- Set problem: Rewrite the stretch of rows from the line containing "snail and record the coordinates." through the end of the rows, swapping "glossy dark shell" for "shiny dark shell" and changing nothing else. Leave the pictures out of your answer.

- Material for this task:
======

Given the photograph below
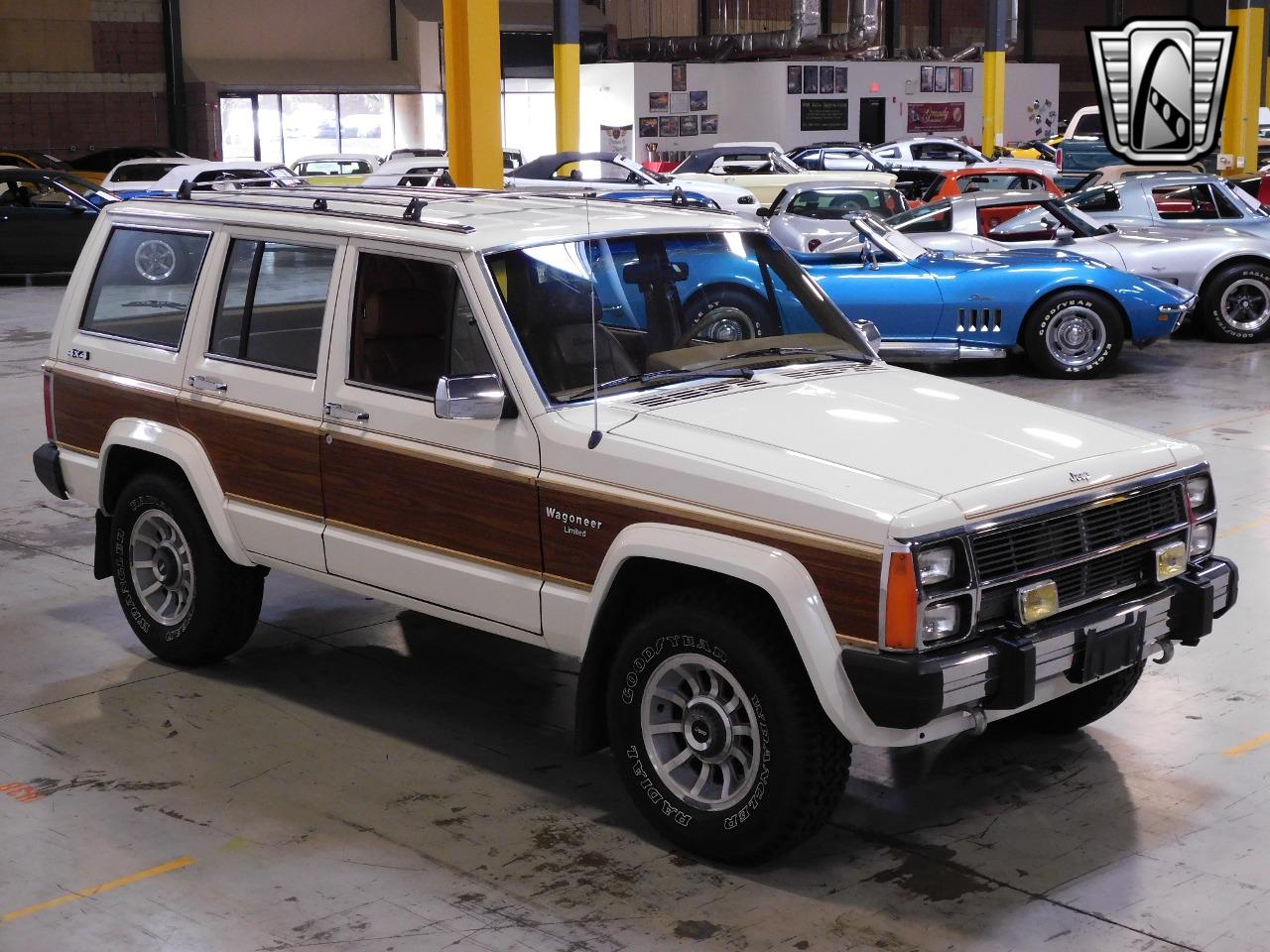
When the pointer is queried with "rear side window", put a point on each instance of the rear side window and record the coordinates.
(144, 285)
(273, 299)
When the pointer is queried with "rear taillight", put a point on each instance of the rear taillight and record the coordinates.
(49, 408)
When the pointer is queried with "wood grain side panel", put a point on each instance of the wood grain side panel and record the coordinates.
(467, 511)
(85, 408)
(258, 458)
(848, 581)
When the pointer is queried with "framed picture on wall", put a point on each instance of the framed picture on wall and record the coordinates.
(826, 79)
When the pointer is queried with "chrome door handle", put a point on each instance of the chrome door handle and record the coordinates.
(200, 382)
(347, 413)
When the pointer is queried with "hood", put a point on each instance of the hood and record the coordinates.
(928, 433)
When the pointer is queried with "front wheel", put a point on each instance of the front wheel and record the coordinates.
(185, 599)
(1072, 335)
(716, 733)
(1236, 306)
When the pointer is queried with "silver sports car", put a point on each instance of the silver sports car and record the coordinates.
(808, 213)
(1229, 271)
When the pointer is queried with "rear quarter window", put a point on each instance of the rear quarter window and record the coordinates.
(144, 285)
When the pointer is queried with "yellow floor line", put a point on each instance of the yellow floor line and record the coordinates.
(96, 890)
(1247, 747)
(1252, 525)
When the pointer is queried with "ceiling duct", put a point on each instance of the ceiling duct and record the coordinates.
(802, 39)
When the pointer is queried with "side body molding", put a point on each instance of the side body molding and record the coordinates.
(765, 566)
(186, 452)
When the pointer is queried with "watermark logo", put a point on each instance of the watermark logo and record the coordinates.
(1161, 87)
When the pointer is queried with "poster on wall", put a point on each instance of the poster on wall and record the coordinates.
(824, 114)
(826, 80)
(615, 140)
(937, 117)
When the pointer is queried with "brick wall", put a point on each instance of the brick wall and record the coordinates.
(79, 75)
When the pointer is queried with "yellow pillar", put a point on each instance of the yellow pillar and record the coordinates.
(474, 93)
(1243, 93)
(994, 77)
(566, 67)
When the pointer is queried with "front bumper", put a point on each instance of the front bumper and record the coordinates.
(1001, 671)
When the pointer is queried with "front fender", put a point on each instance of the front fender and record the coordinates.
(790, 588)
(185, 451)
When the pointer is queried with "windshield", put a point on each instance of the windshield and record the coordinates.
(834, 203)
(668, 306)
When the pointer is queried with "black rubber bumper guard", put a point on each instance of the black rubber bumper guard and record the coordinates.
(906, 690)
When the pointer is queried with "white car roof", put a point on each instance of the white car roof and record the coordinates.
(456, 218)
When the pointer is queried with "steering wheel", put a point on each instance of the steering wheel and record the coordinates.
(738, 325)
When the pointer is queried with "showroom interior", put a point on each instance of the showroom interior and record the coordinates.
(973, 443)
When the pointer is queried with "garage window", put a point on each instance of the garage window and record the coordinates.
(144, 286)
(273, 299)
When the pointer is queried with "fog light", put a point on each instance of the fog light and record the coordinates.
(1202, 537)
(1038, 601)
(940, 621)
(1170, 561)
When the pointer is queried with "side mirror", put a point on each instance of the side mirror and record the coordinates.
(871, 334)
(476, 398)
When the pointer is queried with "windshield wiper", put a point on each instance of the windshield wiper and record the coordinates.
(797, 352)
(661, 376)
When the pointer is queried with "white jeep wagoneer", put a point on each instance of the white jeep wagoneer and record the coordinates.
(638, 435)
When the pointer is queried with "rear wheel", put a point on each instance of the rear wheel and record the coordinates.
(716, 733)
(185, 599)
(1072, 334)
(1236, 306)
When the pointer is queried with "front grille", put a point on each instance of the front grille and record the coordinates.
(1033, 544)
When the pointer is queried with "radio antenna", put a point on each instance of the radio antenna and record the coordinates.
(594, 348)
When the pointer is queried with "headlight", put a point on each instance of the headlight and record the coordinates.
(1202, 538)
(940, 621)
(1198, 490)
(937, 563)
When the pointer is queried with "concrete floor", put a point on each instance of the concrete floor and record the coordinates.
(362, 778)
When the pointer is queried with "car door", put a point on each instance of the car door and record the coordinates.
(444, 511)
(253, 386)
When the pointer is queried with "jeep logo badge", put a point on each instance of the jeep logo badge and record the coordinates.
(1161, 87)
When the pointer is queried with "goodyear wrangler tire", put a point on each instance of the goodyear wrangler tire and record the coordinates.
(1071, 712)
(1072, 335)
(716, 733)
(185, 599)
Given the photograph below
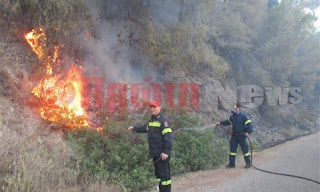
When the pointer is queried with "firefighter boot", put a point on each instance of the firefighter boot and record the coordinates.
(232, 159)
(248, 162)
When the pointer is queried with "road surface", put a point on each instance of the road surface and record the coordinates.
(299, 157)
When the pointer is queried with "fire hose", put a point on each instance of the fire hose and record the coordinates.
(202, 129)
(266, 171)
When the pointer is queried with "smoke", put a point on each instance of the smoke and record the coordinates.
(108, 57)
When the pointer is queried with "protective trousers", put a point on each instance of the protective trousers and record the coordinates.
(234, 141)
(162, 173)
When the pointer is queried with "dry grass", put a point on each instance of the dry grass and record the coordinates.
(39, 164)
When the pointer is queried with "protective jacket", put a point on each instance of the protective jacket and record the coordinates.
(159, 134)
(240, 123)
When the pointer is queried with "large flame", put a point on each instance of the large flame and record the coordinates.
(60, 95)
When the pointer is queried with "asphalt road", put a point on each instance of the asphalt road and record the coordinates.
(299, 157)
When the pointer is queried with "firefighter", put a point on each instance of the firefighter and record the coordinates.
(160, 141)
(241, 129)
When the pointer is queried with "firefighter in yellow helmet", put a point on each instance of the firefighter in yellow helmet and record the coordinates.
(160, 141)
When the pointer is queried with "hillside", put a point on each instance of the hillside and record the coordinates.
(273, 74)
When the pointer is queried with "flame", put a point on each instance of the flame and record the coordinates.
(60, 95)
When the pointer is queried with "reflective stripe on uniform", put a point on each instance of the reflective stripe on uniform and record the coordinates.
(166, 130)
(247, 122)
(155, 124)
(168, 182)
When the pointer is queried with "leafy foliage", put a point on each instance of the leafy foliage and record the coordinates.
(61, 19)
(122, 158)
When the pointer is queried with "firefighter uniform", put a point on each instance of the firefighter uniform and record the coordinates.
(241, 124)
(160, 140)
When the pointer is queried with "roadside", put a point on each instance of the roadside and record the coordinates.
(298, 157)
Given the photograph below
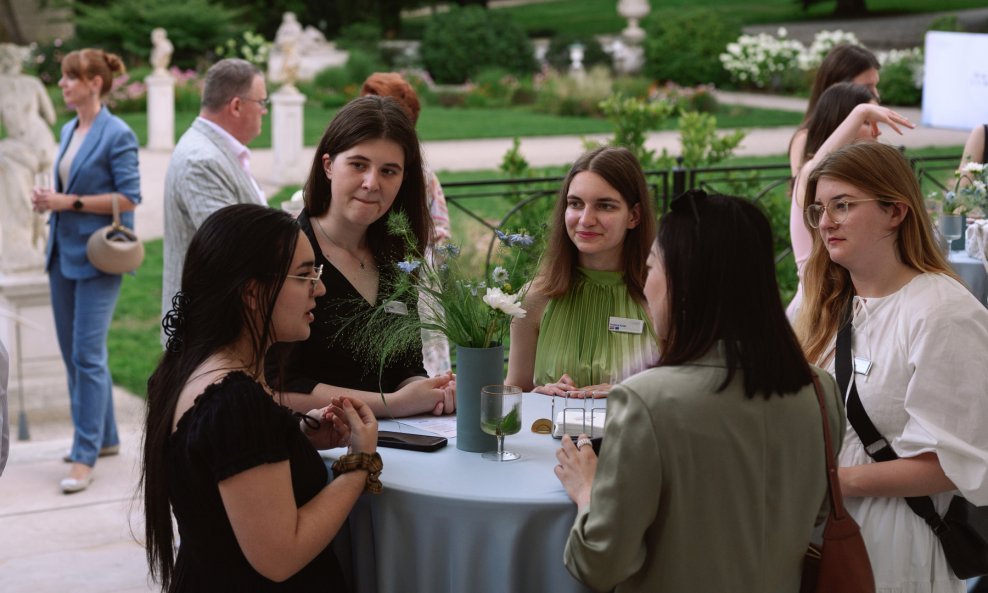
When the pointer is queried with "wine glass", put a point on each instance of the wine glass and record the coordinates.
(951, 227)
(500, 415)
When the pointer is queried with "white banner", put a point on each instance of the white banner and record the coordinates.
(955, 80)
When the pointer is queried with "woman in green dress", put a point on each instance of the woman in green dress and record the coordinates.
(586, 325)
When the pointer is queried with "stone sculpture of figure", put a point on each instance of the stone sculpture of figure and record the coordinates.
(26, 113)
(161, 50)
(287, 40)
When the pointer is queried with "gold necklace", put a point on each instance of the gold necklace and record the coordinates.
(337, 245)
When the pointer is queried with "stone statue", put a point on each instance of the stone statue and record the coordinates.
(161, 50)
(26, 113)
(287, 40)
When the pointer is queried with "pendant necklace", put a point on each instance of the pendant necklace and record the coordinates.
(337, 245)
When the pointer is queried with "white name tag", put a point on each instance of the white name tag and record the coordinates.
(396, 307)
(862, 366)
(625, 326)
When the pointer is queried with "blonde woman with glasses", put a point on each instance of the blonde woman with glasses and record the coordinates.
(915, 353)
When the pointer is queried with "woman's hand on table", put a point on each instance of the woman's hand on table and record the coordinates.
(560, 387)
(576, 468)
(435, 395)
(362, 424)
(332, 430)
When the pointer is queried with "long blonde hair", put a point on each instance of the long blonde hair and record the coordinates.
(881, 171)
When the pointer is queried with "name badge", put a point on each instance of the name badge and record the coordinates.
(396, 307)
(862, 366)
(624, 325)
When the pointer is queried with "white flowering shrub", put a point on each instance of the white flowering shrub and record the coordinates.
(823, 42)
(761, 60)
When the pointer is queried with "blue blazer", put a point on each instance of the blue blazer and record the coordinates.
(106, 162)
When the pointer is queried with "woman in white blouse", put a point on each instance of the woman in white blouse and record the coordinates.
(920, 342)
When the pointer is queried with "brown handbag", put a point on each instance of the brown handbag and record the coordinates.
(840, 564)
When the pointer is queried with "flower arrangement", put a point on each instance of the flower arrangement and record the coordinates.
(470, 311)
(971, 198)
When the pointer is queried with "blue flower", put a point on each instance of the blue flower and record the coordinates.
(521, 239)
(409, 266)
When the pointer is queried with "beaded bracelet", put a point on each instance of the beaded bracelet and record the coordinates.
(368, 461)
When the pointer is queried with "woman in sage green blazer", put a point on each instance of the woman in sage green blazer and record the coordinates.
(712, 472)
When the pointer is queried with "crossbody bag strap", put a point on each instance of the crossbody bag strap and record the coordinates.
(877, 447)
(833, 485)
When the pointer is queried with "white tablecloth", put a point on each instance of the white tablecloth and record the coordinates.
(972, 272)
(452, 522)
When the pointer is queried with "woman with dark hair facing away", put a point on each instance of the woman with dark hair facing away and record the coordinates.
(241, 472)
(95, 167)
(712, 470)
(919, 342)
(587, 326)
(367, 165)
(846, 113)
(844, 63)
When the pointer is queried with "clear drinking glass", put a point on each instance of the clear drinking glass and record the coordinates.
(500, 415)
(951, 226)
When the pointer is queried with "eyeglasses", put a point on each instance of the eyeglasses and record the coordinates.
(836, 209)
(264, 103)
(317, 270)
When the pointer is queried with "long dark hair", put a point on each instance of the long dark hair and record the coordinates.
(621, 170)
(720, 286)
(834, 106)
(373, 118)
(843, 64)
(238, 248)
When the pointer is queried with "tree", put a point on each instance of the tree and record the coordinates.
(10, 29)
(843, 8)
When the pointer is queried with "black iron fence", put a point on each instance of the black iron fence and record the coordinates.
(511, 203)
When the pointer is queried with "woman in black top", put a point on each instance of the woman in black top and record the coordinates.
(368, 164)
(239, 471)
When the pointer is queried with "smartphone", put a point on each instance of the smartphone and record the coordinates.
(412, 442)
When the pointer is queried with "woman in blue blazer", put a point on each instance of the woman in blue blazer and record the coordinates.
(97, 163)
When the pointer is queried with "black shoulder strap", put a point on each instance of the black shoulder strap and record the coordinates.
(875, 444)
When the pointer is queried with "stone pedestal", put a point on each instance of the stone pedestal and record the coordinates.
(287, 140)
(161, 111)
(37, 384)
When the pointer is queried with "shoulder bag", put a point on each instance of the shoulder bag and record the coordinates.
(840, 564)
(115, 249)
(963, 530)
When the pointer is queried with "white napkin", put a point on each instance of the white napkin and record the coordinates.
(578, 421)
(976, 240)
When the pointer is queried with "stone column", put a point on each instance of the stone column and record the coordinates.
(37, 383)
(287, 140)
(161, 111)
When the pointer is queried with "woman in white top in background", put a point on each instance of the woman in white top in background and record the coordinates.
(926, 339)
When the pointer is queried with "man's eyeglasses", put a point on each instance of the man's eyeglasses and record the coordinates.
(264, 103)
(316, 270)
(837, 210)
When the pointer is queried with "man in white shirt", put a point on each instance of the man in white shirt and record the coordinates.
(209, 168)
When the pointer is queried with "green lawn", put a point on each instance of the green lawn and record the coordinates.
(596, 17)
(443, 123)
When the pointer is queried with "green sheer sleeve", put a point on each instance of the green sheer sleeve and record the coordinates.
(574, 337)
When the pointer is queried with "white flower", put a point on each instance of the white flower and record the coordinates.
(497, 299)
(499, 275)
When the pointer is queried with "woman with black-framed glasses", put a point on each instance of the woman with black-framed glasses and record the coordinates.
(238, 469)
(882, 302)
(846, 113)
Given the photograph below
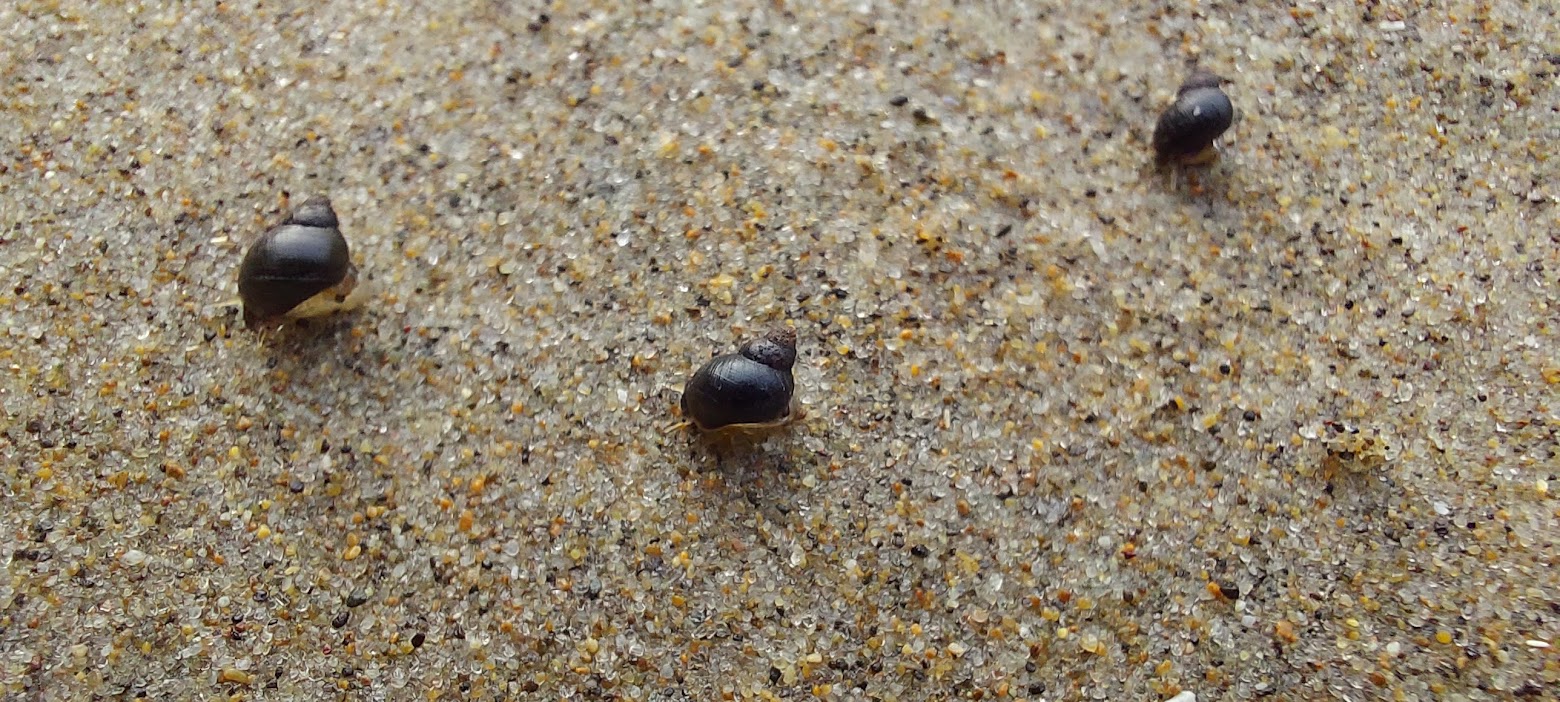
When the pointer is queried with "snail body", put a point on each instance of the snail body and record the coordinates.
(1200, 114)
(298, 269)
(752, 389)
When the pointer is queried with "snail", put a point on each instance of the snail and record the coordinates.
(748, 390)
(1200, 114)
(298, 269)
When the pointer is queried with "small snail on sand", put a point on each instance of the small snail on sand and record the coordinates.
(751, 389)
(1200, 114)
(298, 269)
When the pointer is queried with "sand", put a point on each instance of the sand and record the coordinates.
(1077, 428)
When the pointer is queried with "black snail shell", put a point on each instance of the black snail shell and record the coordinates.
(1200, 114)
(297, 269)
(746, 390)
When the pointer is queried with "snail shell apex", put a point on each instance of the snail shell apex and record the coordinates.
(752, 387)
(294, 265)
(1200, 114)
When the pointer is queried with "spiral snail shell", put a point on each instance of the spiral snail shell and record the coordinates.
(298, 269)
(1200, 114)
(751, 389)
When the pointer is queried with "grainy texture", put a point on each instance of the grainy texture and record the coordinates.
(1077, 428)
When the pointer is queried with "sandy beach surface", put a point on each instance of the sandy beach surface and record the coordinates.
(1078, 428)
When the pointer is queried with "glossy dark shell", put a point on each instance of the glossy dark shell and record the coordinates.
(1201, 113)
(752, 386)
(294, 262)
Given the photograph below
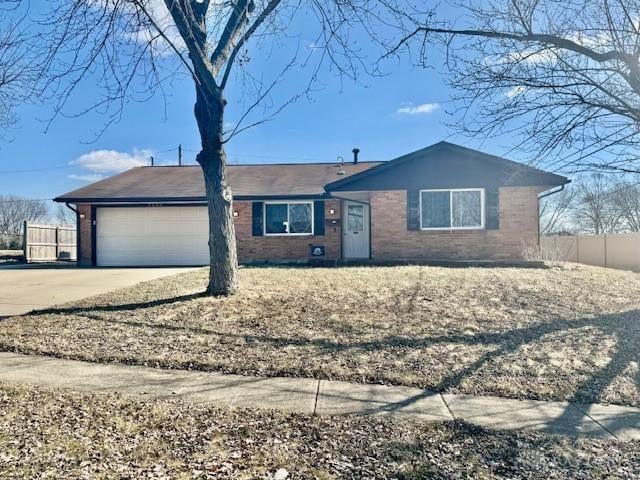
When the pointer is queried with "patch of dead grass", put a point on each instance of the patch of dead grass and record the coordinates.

======

- Final answer:
When the pointer is queried with "snail", put a point on each instance of the snail and record the coordinates.
(748, 390)
(1200, 114)
(298, 269)
When the pointer is queried with "small snail on sand", put a point on each instance of the small snail on sand and record the coordinates.
(751, 389)
(1200, 114)
(298, 269)
When the pointer is queried with "sand", put a point on each instance of the sand and record the coordinates.
(1077, 428)
When the pointer is queried with "black snail shell", put a point on each instance of the black snail shell and record the coordinates.
(1200, 114)
(297, 269)
(746, 390)
When the pointer is queried with "snail shell apex", put a point on each instance of the snail shell apex and record the coordinates.
(752, 387)
(294, 265)
(1200, 114)
When the pointer is queried with "spiral snail shell", put a point on each instance of the spiral snail shell and record the coordinates.
(298, 269)
(1200, 114)
(751, 389)
When the pointer is queried with "grainy texture", put a point on each instance of the grainy texture and record the coordinates.
(1077, 428)
When the pointer is queried with "sandy beach surface", put a point on each instance of the sandy beach surface and record the coordinates.
(1078, 428)
When the pointer is queried with "shiny dark shell", put a point on each instance of the shiny dark shell and record the coordinates.
(1201, 113)
(752, 386)
(294, 262)
Given the photograph below
When the pointer is queried with "patch of dead grass", put a point on each instance of the patch of dead grass and record the coordinates.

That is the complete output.